• _WHAT YOU WILL DO_
Return the material below line for line and unchanged, but leave the pictures out of your answer.

• _Items stored from a collection_
※

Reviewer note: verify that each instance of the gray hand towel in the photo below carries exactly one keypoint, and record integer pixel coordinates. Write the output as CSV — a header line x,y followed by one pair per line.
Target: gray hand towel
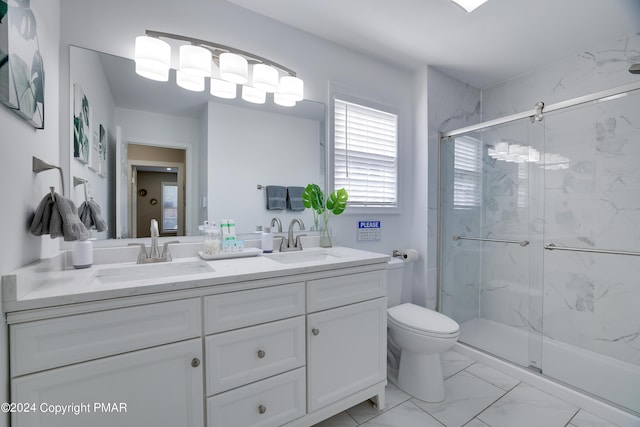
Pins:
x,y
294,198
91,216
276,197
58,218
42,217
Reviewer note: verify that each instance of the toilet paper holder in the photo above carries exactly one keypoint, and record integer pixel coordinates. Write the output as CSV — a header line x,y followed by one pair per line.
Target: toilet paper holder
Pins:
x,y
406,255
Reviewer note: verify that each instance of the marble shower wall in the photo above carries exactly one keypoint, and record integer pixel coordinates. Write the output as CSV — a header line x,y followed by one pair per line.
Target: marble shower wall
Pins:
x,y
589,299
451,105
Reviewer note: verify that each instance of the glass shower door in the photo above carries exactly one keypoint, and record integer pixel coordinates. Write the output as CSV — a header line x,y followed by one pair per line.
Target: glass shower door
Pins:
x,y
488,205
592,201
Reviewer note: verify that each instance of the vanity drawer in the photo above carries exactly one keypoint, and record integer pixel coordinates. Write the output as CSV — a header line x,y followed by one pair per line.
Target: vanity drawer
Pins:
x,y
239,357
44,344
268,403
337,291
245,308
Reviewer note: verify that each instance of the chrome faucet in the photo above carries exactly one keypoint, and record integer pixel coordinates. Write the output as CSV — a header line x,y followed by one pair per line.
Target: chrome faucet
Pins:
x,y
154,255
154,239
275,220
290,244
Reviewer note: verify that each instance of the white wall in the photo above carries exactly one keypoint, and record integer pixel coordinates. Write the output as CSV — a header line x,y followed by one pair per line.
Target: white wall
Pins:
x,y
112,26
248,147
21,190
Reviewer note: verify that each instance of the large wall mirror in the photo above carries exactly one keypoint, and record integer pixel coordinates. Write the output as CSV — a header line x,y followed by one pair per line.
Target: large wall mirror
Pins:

※

• _SOLUTION_
Reviewer note: verify that each instance of the gray hand towel in the photo below carries exactly one keypoint, and record integer pixel coordinates. Write the output as CSV — a header line x,y followed by one pair per line.
Target: gray hand towel
Pins:
x,y
294,198
91,216
276,197
58,218
42,217
Reviewer note: verify that each instance of the toilet paper holder in the photo above carries exactly one keypoint, and record integer pixel coordinates. Write the output as CSV — a header line x,y followed by one pair per line.
Target: toilet paper holder
Pins:
x,y
406,255
Reviewer note: verify that each instance of the marble shower wall in the photo above carries exactly one keypoint, and record integer pixel coordinates. Write the output as CSV — a header line x,y followed by one pair per line.
Target: marble shower wall
Pins:
x,y
589,299
451,105
Reviewer note: verify that each instance of the glass shower door in the photo above carries exactly one keypoint, and record integer pixel coordinates. Write the output as CSV — a header line x,y followed by one pair per line.
Target: glass shower door
Pins:
x,y
488,205
592,201
Reviewer note: verify that each instance of the vanity drawer in the photo above carries exactly one keypoint, and record integer pixel coordinates. Write the output as CSV — a header line x,y followed by one pair per line.
Target: vanity drawer
Pins:
x,y
239,357
44,344
268,403
337,291
245,308
Reviewer note: verify that each instance of the chrome faucet in the photo above carries exactly one keypoint, and record integer pixel coordinates. Write the output as CSV — a header line x,y followed by one pair per line.
Target: chrome faucet
Pins:
x,y
154,255
154,239
275,220
290,244
Reviewer note: verify that each instance of the white wall in the photo above carries exactly one keypoint, and record integer pixel coordinates. Write the output as CSV — a header line x,y followed by one pair per line.
Target: white wall
Pins:
x,y
112,26
248,147
21,190
Reviewer note: verify that each instance of the large wall mirror in the photo above carries exactly one keypoint, and record integer pixel coordinates. Write the output as CSV — a header line x,y followed by one pair per line.
Target: large wall mirror
Pins:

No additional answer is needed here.